- **Work instruction**
Each line from the one holding "Query: reflective stripe on trouser leg" through the final line of the data below is to be given again exactly, and no other line is to appear.

- **Data**
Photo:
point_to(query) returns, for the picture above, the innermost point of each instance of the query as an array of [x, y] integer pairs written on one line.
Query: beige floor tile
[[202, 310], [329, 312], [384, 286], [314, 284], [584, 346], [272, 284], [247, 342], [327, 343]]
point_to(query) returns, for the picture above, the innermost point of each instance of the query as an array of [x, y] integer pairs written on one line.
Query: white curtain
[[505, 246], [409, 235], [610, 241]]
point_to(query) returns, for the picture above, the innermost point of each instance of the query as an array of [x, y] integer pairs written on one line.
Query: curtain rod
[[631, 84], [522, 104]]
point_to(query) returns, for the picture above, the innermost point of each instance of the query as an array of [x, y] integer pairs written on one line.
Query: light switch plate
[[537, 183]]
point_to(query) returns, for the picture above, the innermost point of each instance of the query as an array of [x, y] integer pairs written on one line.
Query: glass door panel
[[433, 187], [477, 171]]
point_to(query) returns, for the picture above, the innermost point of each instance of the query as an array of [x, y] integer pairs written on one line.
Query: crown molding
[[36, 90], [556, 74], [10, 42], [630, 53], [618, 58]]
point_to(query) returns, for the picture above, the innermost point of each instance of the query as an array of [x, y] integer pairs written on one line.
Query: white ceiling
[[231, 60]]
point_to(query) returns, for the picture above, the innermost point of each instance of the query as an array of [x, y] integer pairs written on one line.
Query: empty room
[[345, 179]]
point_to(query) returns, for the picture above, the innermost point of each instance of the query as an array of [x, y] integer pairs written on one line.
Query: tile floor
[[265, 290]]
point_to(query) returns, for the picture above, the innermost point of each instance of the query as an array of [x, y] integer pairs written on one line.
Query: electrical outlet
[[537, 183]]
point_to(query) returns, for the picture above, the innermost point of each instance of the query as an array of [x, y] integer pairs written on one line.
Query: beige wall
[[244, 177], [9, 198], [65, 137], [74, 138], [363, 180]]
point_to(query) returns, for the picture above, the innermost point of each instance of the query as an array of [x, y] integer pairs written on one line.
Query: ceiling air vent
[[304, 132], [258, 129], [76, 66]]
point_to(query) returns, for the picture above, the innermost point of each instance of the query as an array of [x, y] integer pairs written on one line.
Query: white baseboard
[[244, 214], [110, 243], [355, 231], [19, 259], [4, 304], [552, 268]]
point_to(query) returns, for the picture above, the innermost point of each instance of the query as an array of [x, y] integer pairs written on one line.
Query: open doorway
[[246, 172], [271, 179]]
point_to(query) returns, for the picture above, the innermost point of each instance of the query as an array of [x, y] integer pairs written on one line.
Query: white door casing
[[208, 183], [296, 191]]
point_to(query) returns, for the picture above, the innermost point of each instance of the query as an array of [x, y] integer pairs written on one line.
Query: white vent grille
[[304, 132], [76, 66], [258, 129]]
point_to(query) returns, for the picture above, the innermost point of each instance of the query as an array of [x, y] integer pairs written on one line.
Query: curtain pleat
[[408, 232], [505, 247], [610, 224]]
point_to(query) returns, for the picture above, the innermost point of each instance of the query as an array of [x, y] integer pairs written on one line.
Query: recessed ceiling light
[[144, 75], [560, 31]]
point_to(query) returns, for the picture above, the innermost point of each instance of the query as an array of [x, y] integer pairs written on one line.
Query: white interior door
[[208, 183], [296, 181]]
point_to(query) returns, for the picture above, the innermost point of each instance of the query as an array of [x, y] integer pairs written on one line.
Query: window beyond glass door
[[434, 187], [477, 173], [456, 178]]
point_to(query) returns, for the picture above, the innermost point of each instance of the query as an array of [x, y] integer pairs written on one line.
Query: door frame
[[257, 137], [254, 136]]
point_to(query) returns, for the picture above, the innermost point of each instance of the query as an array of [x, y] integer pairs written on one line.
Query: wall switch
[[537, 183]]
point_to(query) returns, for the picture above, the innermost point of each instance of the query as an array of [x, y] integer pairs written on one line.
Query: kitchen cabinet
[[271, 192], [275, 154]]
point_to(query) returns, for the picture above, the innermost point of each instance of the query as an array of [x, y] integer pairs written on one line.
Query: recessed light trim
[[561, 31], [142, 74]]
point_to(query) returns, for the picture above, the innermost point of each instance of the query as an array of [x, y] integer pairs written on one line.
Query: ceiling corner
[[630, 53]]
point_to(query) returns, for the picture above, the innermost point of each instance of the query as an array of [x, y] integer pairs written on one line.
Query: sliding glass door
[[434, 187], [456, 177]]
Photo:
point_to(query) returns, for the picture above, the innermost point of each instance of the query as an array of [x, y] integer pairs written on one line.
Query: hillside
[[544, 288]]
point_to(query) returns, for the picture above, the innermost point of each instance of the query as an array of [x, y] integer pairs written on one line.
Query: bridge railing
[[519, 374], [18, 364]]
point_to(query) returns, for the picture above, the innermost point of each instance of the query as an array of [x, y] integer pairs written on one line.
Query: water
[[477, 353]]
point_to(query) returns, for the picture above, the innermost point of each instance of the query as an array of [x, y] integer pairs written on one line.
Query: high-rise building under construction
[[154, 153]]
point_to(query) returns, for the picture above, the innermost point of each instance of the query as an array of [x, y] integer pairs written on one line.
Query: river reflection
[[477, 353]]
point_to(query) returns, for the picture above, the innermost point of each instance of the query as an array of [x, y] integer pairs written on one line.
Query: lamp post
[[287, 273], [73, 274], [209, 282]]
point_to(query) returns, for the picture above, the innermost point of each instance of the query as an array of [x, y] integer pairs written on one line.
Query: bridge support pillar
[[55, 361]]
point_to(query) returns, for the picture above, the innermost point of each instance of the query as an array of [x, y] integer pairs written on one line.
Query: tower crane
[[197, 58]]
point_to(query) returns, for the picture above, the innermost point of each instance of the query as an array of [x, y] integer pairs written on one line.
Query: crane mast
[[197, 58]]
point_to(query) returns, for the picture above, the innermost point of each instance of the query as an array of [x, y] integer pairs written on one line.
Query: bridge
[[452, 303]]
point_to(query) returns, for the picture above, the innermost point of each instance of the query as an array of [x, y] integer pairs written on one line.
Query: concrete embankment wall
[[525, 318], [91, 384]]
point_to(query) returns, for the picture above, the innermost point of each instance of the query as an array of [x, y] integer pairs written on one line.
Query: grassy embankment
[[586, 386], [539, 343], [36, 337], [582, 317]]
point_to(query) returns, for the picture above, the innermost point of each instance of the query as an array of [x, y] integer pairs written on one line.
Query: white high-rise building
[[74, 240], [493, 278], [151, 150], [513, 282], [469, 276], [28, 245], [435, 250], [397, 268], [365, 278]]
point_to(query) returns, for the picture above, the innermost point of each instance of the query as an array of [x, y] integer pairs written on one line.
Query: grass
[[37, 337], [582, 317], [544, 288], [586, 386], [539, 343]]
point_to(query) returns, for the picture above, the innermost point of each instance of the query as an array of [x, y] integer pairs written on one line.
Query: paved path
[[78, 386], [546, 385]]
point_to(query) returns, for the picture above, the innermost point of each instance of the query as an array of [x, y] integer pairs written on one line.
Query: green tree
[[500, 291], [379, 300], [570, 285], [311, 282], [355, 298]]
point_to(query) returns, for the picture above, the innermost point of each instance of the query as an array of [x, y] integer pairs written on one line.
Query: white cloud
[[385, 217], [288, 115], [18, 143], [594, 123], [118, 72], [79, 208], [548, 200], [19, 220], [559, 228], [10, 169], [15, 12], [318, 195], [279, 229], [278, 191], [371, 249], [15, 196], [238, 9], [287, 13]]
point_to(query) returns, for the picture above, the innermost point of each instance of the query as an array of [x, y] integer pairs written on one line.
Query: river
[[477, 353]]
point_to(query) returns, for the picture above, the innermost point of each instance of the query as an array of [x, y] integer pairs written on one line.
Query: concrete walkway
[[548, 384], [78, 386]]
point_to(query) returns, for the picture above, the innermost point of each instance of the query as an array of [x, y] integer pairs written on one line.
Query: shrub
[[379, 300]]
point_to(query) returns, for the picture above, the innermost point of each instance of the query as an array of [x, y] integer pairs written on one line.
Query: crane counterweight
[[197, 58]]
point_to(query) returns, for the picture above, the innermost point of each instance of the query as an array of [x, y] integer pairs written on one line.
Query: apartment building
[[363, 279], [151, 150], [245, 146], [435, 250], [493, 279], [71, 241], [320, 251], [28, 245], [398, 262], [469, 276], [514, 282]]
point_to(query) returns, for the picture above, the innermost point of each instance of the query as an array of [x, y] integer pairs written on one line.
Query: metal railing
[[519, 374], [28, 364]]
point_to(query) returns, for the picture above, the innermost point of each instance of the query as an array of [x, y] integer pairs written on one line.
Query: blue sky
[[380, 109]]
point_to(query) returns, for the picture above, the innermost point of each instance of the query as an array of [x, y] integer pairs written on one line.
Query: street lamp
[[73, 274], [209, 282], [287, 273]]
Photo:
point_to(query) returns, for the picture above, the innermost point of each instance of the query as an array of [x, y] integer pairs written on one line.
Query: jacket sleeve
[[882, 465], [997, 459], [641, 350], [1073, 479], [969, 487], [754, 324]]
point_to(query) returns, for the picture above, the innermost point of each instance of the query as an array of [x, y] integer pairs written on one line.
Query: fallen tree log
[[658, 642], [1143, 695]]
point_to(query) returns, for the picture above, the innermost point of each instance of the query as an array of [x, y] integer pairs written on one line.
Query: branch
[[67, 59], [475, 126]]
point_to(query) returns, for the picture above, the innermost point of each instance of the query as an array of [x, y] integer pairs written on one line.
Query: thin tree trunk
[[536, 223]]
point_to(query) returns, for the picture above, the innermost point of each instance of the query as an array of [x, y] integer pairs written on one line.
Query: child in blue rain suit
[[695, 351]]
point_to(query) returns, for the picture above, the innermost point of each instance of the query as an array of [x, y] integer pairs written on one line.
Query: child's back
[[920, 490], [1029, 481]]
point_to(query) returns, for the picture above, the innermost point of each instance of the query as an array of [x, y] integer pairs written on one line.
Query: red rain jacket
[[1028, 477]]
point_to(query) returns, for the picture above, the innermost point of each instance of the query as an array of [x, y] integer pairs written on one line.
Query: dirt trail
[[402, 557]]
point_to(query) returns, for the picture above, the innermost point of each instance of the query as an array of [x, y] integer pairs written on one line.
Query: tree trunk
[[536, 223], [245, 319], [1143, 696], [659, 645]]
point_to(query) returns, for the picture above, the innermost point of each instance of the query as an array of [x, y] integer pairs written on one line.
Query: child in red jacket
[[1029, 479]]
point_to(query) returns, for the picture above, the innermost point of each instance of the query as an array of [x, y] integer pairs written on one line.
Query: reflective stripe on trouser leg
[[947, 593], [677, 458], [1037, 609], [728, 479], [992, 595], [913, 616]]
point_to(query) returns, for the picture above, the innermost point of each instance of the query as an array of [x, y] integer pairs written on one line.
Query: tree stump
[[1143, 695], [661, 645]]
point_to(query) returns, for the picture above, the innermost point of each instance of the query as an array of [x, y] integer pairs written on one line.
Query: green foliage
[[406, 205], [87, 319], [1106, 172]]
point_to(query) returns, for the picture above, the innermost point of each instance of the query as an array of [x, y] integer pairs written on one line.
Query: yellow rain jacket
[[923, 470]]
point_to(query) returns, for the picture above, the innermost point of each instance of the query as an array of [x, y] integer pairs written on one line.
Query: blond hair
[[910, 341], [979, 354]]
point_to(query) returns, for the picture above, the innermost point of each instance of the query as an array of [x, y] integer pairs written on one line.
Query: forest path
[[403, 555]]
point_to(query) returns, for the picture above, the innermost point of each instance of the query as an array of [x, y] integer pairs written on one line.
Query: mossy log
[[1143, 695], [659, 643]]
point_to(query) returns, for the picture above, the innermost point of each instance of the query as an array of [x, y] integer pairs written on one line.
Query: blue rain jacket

- **Task output**
Query: reflective stripe on trouser leg
[[947, 593], [677, 458], [1037, 609], [728, 479], [992, 595], [913, 616]]
point_to(query) returns, for the picture above, the innermost point of each instance of the query as an array of [x, y] integer pairs written on one line.
Query: tree stump
[[1143, 695], [661, 645]]
point_to(query) returns, for the picture above, the innermost point of each instance of the query as an array of [x, y] integer pairs written on one line.
Query: green foliage
[[406, 205], [87, 319], [1106, 172]]
point_to(query) returns, for the picture above, the innermost point of each instance of the query as an array of [x, y] integer pairs written on one line.
Query: yellow rain jacket
[[923, 470]]
point_to(query) returns, for the picture above, the innermost point of each instance of the query as an array of [x, y] integer pairs written on one line.
Query: blond hair
[[910, 341], [979, 354]]
point_to(query) returns, for the picture above, the innermost point of each instance of the query as an array of [x, y] integer pairs written on one line.
Query: forest path
[[403, 555]]
point_to(query) returns, for the picture above, the innermost point of each instance of the query as an array of [x, y] integer pairs written on one line.
Query: mossy log
[[1143, 695], [659, 643]]
point_to(query) returns, for the picture above, the innermost point of each instance of the query as an array of [x, y] integer pairs written on one line.
Query: blue rain jacket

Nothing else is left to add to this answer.